Extracted records:
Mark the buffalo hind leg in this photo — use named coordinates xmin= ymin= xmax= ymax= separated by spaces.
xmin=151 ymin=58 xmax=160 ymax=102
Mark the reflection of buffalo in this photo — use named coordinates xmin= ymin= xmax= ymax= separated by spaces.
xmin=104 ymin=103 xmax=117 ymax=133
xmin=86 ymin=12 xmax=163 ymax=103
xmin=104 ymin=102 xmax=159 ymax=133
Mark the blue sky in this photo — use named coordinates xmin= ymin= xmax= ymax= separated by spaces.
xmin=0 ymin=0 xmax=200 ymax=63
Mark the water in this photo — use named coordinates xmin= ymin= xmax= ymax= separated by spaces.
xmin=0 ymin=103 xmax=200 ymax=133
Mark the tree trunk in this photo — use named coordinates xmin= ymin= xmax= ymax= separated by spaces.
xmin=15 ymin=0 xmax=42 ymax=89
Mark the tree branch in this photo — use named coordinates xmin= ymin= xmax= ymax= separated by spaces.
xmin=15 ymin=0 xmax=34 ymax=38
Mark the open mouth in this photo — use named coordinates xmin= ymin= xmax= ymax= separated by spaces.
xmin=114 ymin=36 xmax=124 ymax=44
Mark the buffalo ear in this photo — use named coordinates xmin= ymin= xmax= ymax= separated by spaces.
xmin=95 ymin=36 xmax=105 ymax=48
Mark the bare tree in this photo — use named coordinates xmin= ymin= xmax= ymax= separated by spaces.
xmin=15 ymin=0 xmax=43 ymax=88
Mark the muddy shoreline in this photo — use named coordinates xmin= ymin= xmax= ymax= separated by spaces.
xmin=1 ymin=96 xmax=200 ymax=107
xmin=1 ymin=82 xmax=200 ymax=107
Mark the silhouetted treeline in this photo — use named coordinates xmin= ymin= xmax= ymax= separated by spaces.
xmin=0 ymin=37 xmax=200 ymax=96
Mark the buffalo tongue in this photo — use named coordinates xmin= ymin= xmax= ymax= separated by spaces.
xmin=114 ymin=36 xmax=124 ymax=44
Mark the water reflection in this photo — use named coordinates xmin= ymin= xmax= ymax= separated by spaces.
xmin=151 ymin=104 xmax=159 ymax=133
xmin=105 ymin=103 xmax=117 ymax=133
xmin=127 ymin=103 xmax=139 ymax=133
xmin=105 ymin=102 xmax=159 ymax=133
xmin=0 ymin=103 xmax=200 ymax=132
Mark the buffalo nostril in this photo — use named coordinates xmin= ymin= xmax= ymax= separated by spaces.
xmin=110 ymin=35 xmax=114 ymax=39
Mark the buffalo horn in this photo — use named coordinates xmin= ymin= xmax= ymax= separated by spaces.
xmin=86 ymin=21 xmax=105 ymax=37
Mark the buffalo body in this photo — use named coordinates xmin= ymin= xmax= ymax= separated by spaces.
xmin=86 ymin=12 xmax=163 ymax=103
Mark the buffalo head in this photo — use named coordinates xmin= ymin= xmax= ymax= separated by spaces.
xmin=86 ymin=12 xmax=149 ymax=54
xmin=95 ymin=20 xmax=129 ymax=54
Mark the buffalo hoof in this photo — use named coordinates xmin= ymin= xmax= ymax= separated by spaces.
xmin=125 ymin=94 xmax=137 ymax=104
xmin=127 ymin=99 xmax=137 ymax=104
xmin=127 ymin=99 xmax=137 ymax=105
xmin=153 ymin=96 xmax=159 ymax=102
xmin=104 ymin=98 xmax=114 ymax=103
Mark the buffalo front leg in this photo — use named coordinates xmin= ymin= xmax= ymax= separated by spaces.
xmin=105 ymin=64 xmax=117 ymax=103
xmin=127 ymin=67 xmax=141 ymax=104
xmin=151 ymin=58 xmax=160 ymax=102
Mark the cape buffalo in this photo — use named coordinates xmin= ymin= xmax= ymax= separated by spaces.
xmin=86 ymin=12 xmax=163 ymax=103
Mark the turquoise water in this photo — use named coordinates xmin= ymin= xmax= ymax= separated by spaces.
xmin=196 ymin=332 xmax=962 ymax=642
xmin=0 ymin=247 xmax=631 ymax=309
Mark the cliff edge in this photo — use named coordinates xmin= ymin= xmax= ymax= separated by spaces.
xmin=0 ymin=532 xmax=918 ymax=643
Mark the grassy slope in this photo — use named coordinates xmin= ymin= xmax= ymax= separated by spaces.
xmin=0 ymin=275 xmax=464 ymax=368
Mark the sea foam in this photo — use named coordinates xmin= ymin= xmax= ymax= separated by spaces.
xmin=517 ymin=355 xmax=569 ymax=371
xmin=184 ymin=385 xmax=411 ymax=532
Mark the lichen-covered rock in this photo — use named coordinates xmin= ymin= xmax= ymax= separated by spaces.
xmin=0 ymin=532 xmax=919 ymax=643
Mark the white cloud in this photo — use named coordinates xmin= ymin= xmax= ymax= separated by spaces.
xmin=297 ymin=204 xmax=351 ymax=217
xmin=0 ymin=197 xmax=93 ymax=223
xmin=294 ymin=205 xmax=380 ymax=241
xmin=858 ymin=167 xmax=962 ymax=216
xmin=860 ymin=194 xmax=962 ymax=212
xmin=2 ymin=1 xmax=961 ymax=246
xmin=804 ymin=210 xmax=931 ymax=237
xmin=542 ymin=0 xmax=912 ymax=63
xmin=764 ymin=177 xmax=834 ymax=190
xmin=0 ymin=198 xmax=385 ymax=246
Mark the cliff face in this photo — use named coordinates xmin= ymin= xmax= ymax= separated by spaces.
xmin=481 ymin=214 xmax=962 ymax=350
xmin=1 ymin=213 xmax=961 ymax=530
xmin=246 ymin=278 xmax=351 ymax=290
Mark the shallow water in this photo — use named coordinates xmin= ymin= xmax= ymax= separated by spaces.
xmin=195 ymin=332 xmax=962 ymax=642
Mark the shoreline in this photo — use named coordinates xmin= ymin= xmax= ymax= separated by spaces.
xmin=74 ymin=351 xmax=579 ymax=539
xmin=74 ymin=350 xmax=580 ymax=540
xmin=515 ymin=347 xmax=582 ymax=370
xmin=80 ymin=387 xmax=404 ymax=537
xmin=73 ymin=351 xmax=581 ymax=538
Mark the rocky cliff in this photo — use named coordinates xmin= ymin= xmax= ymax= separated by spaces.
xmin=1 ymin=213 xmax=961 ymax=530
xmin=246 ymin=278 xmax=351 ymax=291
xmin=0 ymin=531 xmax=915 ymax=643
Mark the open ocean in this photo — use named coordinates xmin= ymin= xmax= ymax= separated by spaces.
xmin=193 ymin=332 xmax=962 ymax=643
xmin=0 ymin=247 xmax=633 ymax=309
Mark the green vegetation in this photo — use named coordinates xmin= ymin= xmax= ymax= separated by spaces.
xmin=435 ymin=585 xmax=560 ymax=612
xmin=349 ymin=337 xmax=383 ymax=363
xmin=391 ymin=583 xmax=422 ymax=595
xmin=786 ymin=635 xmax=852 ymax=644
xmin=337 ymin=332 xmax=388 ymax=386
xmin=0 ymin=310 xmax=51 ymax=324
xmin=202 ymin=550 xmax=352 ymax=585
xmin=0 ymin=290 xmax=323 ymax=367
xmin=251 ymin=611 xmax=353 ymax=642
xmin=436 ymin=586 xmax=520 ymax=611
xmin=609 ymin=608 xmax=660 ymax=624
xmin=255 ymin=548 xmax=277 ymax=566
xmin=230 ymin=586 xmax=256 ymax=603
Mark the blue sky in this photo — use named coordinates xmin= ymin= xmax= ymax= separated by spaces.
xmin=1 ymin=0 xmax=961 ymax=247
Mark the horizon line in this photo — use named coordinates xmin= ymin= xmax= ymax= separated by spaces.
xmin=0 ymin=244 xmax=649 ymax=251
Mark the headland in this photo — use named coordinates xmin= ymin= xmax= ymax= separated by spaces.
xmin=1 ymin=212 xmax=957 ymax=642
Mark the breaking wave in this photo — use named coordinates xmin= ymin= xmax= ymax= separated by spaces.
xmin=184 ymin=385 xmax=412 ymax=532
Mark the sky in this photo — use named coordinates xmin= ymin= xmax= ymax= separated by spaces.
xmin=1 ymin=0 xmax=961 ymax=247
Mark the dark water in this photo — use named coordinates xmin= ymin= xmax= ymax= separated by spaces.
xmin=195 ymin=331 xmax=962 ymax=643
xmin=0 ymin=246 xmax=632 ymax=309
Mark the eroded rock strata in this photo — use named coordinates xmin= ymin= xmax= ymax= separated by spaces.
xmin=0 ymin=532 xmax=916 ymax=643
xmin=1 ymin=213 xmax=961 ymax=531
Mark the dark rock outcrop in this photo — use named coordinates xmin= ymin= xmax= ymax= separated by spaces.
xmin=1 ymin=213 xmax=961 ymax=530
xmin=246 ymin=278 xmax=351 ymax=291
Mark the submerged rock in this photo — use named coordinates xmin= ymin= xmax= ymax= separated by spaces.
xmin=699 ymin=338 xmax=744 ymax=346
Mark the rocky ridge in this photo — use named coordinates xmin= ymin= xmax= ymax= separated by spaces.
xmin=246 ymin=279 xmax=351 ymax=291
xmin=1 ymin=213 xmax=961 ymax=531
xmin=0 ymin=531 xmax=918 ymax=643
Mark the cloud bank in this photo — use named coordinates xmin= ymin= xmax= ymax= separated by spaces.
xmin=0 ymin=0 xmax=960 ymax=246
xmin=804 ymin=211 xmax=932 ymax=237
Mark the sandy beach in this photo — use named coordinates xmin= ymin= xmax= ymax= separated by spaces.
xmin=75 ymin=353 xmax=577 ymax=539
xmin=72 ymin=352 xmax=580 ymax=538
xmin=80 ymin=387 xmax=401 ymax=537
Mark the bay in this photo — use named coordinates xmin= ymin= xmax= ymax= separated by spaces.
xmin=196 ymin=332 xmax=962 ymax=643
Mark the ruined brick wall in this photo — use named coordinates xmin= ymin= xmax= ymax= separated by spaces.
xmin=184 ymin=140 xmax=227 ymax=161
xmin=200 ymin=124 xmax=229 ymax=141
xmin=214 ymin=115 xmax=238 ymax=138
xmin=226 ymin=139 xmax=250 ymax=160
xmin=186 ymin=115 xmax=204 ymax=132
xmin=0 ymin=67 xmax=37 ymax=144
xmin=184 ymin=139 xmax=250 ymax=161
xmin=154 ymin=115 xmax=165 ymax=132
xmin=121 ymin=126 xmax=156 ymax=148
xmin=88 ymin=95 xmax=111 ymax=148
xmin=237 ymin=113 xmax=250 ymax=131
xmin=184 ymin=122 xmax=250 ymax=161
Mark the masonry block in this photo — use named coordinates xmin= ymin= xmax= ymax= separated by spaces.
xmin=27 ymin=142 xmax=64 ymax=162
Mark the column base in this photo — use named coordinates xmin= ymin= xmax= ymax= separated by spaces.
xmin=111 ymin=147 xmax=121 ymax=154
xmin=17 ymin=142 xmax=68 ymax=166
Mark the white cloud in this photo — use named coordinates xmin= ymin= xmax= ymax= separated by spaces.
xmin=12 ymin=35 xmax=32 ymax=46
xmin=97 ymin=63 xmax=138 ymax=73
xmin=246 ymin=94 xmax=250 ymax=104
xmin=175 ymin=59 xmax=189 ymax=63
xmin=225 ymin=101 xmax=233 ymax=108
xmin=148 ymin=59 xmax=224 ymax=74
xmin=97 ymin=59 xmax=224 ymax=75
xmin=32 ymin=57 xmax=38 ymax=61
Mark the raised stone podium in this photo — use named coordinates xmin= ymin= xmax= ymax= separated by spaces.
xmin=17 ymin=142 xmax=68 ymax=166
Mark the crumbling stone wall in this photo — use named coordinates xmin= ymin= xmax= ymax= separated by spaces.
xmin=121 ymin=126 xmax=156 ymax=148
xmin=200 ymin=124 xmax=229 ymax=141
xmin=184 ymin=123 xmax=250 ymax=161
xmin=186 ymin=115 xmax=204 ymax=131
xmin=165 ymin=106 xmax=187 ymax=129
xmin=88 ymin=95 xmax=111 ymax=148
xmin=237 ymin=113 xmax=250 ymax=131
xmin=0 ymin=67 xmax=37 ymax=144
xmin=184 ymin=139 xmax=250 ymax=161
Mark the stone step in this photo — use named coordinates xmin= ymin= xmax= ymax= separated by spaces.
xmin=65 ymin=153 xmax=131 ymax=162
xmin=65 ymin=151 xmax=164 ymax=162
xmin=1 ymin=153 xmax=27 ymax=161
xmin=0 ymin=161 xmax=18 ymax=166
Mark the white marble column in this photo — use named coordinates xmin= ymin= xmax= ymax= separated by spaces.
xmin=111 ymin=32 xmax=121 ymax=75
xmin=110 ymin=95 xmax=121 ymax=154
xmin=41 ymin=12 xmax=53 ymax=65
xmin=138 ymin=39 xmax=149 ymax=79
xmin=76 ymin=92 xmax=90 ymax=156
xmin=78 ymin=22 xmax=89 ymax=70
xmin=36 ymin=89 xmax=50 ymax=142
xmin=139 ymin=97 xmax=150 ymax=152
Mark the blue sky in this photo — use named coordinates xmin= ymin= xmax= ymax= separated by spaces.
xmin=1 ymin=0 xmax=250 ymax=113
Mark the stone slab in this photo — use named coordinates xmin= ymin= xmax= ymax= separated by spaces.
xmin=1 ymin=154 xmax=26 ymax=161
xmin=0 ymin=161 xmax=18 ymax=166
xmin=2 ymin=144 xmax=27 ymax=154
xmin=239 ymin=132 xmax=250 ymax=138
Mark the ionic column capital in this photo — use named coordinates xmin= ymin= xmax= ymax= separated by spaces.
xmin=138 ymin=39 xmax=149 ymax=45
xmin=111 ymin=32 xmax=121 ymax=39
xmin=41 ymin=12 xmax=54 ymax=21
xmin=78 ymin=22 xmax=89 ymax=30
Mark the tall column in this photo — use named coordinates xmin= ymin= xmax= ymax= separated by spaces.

Task instructions: The output should be exactly the lines from the one containing "Mark the ionic" to the final line of the listing above, inclusive.

Completed task:
Mark the ionic column capital in this photo — use named coordinates xmin= ymin= xmax= ymax= separated by spaces.
xmin=138 ymin=39 xmax=149 ymax=45
xmin=111 ymin=32 xmax=121 ymax=39
xmin=41 ymin=12 xmax=54 ymax=21
xmin=78 ymin=22 xmax=89 ymax=30
Mark the tall column in this photo — use named coordinates xmin= ymin= xmax= ymax= separated by spaces.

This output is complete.